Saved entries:
================================
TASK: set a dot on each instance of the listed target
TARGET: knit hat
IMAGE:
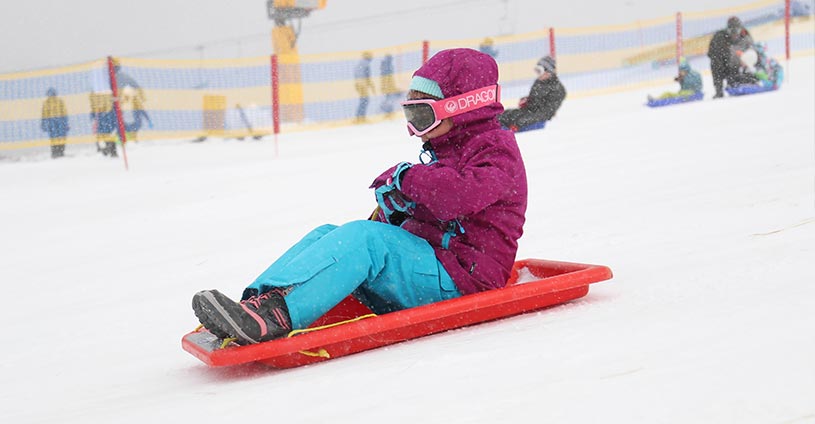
(734, 23)
(427, 86)
(546, 64)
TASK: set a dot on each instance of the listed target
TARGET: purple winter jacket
(479, 179)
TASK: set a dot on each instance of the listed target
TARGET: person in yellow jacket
(363, 84)
(55, 122)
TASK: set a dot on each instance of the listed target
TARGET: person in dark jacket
(544, 99)
(444, 228)
(722, 51)
(55, 122)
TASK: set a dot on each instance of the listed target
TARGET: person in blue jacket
(690, 82)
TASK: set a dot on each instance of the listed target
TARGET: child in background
(768, 71)
(690, 82)
(446, 227)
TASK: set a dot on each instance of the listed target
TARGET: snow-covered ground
(705, 212)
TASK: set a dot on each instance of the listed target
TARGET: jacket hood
(458, 71)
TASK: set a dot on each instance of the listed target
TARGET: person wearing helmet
(690, 82)
(445, 227)
(722, 51)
================================
▶ WRITTEN INSTRUCTION
Transcribe the material exactly, leaving every picture out.

▶ RIGHT ANSWER
TASK: set a dot on each instance of the listed target
TARGET: knit hat
IMAGE:
(734, 23)
(427, 86)
(546, 64)
TASK: set a dot on each instance of the listed target
TARGET: purple winter jacket
(479, 179)
TASK: set a dot on each instance of the listed target
TARGET: person in yellow jacket
(363, 84)
(55, 122)
TASK: set a dot on each instance of the listed target
TARGET: person in dark jacket
(544, 99)
(444, 228)
(722, 51)
(55, 122)
TASK: set a dot on each instance of the listed target
TARGET: person in blue jacket
(690, 82)
TASK: set a dot on each instance of the listed target
TARGET: child in background
(768, 71)
(690, 82)
(446, 227)
TASK: set a dot on each instance of the listed target
TARGET: snow-covered ground
(705, 212)
TASK: set a dot on each instance of the listed target
TARGET: jacket hood
(458, 71)
TASK: set a dot on each instance of the listed target
TARGET: person wearing helmet
(690, 82)
(445, 227)
(722, 51)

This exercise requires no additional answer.